SUPPLIED RECORDS:
....

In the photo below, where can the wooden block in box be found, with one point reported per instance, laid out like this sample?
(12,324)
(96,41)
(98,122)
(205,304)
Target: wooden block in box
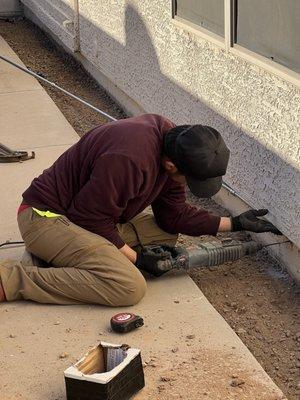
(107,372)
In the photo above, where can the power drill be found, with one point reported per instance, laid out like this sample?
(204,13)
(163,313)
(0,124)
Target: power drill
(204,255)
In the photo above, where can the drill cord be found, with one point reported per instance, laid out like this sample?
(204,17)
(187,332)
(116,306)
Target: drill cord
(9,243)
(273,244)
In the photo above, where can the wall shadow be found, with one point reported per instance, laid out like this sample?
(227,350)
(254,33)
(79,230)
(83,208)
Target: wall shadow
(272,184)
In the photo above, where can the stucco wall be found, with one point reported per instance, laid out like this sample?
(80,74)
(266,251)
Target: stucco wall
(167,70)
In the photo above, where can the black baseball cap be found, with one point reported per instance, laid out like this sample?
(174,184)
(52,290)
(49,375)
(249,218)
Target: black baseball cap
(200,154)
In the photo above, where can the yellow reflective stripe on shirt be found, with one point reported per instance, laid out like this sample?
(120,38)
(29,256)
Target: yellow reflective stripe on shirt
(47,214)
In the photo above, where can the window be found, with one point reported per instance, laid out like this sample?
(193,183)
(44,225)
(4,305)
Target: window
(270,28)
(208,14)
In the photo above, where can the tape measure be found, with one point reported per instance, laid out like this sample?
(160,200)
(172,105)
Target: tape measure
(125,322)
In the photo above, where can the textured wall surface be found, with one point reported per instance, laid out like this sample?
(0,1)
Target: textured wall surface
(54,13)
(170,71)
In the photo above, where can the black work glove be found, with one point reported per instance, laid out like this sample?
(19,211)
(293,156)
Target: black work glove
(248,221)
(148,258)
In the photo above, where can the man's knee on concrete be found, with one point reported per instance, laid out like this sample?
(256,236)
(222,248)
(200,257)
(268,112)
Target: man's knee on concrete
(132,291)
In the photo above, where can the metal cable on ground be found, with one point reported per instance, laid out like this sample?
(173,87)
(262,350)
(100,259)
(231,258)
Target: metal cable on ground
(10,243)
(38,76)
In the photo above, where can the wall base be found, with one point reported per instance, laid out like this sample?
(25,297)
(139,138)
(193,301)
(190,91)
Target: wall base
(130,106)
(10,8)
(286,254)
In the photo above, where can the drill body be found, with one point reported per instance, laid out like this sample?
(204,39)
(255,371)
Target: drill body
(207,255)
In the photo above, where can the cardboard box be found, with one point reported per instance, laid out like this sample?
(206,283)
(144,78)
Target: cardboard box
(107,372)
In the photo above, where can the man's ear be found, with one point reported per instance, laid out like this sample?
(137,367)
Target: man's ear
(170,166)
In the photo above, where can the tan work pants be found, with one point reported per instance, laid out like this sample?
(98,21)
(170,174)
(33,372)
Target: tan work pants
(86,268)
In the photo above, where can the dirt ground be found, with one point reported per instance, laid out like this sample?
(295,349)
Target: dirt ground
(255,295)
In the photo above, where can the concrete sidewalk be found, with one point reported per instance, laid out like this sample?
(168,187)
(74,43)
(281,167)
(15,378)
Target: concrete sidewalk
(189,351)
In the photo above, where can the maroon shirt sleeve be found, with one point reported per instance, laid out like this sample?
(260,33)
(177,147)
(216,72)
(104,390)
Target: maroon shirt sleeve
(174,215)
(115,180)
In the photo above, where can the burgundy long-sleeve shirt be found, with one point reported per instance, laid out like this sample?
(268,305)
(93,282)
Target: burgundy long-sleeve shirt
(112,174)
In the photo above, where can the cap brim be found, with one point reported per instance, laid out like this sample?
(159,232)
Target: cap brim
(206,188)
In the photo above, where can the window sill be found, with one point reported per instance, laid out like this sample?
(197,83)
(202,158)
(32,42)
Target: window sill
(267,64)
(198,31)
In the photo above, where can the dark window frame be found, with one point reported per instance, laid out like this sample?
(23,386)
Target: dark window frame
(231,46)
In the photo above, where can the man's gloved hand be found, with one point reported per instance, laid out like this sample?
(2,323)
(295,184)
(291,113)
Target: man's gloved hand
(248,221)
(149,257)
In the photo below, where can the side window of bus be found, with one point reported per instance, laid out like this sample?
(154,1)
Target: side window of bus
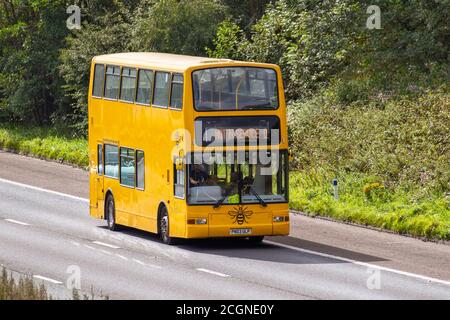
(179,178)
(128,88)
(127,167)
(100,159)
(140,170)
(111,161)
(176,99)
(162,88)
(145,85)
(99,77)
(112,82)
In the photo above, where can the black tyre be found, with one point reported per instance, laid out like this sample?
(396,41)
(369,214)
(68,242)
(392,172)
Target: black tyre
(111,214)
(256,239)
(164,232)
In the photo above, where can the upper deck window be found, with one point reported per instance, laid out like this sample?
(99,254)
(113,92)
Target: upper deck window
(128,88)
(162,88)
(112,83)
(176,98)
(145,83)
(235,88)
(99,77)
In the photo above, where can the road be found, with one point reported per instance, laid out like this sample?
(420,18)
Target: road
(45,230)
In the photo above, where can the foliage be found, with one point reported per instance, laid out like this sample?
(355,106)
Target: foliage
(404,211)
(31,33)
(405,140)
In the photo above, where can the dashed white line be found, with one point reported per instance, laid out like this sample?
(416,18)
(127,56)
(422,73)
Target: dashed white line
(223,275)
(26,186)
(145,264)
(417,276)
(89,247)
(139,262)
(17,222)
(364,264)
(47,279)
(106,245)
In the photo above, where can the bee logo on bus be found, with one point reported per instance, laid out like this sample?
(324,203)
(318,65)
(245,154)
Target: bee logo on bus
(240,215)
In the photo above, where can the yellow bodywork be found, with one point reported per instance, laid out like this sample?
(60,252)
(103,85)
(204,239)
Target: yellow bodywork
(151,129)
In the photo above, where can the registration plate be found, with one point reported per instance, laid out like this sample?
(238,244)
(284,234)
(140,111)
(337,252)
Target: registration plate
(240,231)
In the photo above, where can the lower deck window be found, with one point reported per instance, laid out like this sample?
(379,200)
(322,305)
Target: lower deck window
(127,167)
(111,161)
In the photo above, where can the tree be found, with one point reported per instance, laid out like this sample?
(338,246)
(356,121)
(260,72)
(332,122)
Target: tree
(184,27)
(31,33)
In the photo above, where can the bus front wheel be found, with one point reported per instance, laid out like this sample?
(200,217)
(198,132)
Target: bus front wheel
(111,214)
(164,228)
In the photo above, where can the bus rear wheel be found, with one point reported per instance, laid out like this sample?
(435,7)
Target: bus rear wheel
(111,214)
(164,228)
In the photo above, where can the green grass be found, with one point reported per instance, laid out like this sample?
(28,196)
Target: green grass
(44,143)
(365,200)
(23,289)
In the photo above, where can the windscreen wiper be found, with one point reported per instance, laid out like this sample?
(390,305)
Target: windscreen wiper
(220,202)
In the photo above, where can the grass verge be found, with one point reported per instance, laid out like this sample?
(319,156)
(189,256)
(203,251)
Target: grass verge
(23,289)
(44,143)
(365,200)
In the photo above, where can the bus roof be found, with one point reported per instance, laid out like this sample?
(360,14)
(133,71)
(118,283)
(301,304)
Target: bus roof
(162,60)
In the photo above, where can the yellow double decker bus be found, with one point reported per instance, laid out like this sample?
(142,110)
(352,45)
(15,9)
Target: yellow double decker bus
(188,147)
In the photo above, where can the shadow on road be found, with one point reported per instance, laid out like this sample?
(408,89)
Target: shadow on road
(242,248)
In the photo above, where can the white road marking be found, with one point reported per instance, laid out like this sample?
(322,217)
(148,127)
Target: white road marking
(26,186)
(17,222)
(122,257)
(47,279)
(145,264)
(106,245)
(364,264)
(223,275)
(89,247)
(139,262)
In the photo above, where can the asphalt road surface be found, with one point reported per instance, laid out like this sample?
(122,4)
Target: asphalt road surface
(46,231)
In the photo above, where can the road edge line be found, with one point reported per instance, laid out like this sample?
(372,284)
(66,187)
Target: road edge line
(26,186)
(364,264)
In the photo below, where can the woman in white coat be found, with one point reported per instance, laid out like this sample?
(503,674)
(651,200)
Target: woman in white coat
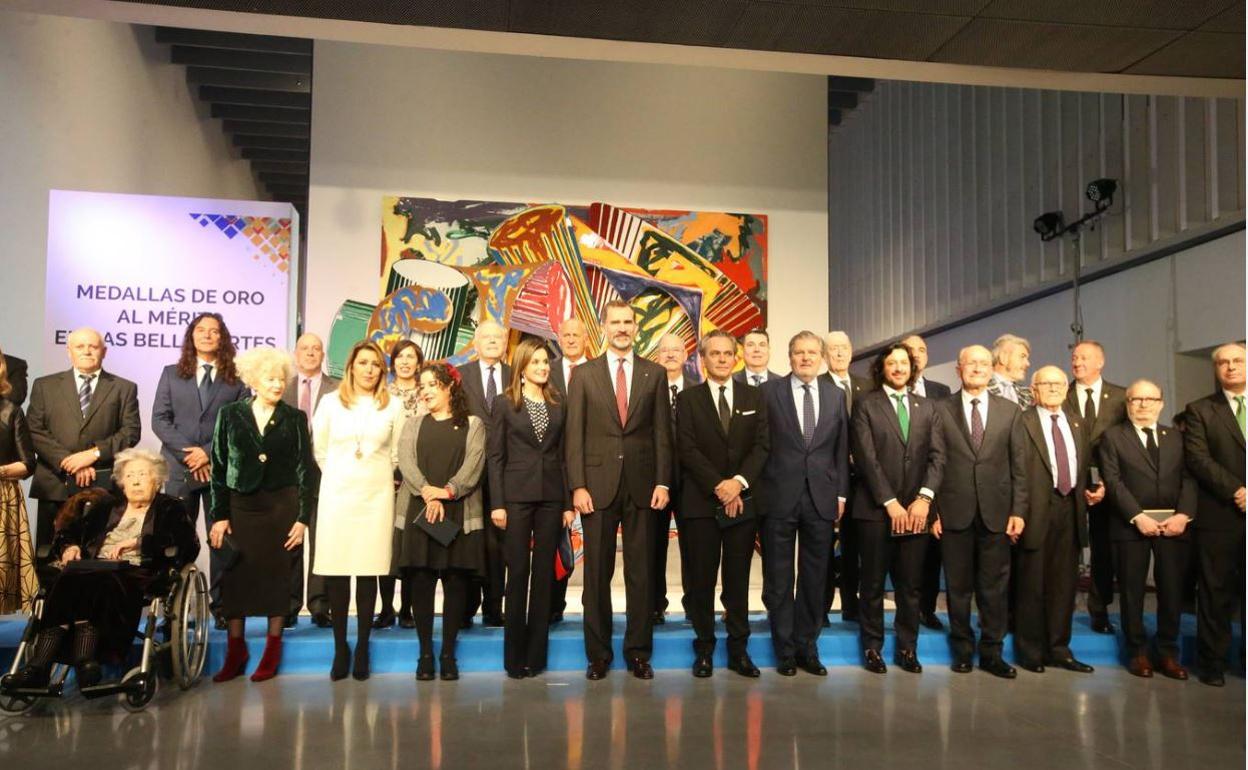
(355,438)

....

GOAL: Excluding pictures, copy exactly the lines from the line containing "In the photo above, where can the green" through the last line of the data, inclusive.

TASK ANSWER:
In the photo above, where can the green grass be found, with one point reported per instance, laid out like this sample?
(28,196)
Target: green grass
(44,143)
(365,200)
(23,289)
In the photo above, where can the windscreen wiper be found, with one point reported per instance, laid out like this sample?
(390,305)
Target: windscreen wiper
(220,202)
In the photo above, where can the grass verge be found, with one point reported per instance, laid out like this sample?
(319,156)
(189,256)
(203,251)
Target: grass verge
(23,289)
(44,143)
(365,200)
In the photo above, where can the bus roof be found, with one point reported per instance, laid out like this sample?
(360,14)
(133,71)
(118,283)
(301,304)
Target: bus roof
(162,60)
In the photo above, where can the yellow double decker bus be found, with one point reported per instance, laid out like this sample?
(142,110)
(352,45)
(15,9)
Target: yellow double decker bus
(188,147)
In the photo above, where can the shadow on road be found, with one point reported per instance, laid out like this sample?
(408,89)
Target: shadow on road
(242,248)
In the photo above, where can the white road marking be found, with one point reported per instance, laid out like this sample?
(322,217)
(148,127)
Target: white road marking
(26,186)
(17,222)
(122,257)
(47,279)
(145,264)
(106,245)
(364,264)
(223,275)
(89,247)
(139,262)
In the photo above, where can the asphalt road surface be found, with one point reported per instance, laid out like this sample?
(122,4)
Target: asphalt road surface
(46,231)
In the photo above, where can the road edge line be found, with one point reported per instance, laid out like this sample?
(372,284)
(66,187)
Target: road edge line
(26,186)
(364,264)
In the photo below, where can the woman in white coat be found, with one point reported per instance, laid out like this sample?
(503,674)
(651,200)
Target: woman in white coat
(355,438)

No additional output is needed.